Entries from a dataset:
=-=-=

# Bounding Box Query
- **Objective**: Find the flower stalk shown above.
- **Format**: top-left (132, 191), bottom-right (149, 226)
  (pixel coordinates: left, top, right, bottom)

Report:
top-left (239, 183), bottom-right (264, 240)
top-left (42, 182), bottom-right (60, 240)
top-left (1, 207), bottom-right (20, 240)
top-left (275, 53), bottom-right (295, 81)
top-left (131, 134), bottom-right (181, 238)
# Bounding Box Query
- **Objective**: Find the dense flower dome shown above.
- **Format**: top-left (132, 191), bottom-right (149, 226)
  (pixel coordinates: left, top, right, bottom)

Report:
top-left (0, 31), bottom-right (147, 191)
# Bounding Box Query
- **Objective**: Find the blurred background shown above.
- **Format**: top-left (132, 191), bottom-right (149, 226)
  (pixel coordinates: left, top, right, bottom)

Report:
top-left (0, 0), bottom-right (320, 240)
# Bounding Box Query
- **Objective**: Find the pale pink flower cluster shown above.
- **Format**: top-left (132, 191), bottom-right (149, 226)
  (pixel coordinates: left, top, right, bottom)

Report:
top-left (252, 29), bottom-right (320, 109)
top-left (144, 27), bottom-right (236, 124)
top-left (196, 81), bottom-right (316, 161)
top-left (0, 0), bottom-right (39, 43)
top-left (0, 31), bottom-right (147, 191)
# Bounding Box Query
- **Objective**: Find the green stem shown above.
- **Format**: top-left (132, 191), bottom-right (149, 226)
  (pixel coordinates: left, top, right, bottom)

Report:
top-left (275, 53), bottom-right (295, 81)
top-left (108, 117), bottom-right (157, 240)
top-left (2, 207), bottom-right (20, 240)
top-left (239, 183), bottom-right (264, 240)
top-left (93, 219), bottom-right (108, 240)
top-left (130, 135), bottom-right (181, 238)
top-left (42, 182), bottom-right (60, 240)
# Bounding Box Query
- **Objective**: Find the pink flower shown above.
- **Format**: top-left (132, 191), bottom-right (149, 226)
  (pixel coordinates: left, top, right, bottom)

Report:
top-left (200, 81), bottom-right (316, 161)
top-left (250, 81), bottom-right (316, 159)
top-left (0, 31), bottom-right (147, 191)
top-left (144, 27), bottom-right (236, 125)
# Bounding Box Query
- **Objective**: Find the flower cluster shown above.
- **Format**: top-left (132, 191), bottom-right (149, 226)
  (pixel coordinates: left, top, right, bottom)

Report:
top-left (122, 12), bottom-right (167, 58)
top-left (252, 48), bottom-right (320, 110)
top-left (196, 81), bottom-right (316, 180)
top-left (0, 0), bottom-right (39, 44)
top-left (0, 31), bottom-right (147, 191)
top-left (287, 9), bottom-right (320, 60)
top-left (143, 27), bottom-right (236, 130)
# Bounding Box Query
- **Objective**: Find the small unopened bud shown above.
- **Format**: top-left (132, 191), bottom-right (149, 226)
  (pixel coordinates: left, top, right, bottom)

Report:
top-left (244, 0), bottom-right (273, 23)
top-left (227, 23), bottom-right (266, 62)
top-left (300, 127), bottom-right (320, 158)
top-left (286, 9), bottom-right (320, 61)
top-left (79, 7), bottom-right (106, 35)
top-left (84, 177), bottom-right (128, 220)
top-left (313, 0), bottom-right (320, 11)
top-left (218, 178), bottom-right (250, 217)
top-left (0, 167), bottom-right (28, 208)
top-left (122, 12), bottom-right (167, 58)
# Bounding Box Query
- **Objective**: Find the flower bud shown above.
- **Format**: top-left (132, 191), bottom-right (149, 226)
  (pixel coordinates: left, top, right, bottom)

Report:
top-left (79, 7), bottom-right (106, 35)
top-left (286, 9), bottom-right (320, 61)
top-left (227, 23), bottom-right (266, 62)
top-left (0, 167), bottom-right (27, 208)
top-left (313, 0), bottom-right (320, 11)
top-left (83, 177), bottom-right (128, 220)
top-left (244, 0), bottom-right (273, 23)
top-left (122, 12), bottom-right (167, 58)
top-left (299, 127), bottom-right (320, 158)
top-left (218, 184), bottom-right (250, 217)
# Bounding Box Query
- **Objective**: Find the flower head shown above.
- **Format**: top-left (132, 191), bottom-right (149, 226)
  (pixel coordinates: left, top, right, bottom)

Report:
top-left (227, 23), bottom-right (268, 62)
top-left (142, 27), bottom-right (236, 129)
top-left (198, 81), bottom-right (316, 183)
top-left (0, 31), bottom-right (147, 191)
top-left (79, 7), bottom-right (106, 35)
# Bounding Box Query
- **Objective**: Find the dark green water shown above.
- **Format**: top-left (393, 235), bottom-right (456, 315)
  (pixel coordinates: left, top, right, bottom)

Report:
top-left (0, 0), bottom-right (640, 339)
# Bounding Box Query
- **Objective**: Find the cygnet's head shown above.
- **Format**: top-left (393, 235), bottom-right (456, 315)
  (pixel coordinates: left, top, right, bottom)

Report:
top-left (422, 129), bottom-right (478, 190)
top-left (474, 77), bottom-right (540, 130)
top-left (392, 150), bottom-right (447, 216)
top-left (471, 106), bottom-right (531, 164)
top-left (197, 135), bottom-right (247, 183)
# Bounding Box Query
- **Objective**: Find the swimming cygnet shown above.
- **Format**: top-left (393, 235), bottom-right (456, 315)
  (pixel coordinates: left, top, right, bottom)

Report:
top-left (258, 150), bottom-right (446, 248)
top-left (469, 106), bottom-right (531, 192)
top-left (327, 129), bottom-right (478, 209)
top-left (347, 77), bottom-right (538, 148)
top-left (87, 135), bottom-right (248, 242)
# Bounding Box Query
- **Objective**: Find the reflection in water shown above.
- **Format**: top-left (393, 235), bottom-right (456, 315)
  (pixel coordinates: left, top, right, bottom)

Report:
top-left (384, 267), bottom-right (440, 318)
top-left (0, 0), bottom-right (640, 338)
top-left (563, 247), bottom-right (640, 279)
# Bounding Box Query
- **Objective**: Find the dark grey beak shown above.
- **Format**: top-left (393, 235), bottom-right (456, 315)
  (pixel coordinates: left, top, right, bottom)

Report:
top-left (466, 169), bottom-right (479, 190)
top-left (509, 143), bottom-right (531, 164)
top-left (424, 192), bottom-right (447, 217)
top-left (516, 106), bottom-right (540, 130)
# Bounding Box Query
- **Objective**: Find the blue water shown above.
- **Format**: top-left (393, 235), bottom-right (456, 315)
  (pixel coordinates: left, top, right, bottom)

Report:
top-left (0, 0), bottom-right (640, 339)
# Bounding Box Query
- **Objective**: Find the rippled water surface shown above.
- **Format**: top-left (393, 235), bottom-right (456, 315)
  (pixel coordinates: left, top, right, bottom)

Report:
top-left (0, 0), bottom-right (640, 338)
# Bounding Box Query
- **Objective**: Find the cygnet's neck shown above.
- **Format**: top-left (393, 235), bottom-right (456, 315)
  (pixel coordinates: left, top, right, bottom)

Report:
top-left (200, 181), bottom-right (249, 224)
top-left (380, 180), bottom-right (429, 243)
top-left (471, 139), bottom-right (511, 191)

=-=-=

[Goal] Gather every line in the data that contains the word "water", and copy each one out. Treat case as significant.

[Task result]
- **Objective**: Find the dark green water shown above.
- **Objective**: Find the reflection in water shown above.
- **Objective**: Find the blue water shown above.
- **Objective**: Find the rippled water surface shown above.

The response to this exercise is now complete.